#### Texte présenté ####
En 2012, c’était la première fois que vous jouiez à Paris…
Oh non, on était venu jouer ici il y a plus longtemps que ça ! Je ne me souviens plus quelle année par contre.
Ah bon, j’ai raté ça et en plus j’ai raté votre passage en 2012 au Bataclan ! En tout cas sur votre site internet, il n’y a aucune trace d’un concert en France avant 2012…
Et bien, il y a quelqu’un qui va se faire virer (rires). Je t’assure, on est venu il y a longtemps, et l’an dernier j’étais malade, c’est pas plus mal que tu ne sois pas venu, j’arrêtais pas de gerber !
Aie, mais à part ça, ça s’était bien passé ?
Oui, être de passage à Paris, forcément ça le fait ! Les fans avaient l’air de me détester, je ne sais pas pour qu’elle raison (rires), c’était marrant. Avoir cette chance d’aller dans des endroits tellement riches en terme de culture, de gastronomie… Et en plus tu viens pour jouer ta musique devant tes fans, ça déchire ! Surtout en Europe, il n’y a pas de KFC à tous les coins de rue, enfin si maintenant ça commence mais bon, mais ça reste très dépaysant pour nous.
#### Données fournies ####
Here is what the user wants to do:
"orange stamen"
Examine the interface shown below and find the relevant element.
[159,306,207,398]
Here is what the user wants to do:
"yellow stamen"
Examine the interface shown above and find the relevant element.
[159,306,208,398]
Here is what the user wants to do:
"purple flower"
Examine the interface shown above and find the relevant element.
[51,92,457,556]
####
#### Données fournies ####
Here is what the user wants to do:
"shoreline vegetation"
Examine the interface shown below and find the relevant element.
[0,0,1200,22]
####
= Consignes =
1: Pouvez-vous recopier le passage de l'entretien qui va de « En 2012, c’était » à « de gerber ! » ?
2: Répondez à ces questions sur l'entretien :
(a) Dans quelle salle parisienne le passage de 2012 a-t-il eu lieu ?
(b) Qu'est-ce qui est arrivé à la personne interrogée l'an dernier ?
(c) Quelle chaîne de restauration est citée au sujet de l'Europe ?

= Corrigé =
1:
En 2012, c’était la première fois que vous jouiez à Paris…
Oh non, on était venu jouer ici il y a plus longtemps que ça ! Je ne me souviens plus quelle année par contre.
Ah bon, j’ai raté ça et en plus j’ai raté votre passage en 2012 au Bataclan ! En tout cas sur votre site internet, il n’y a aucune trace d’un concert en France avant 2012…
Et bien, il y a quelqu’un qui va se faire virer (rires). Je t’assure, on est venu il y a longtemps, et l’an dernier j’étais malade, c’est pas plus mal que tu ne sois pas venu, j’arrêtais pas de gerber !

2:
(a) Au Bataclan.
(b) Elle était malade.
(c) KFC.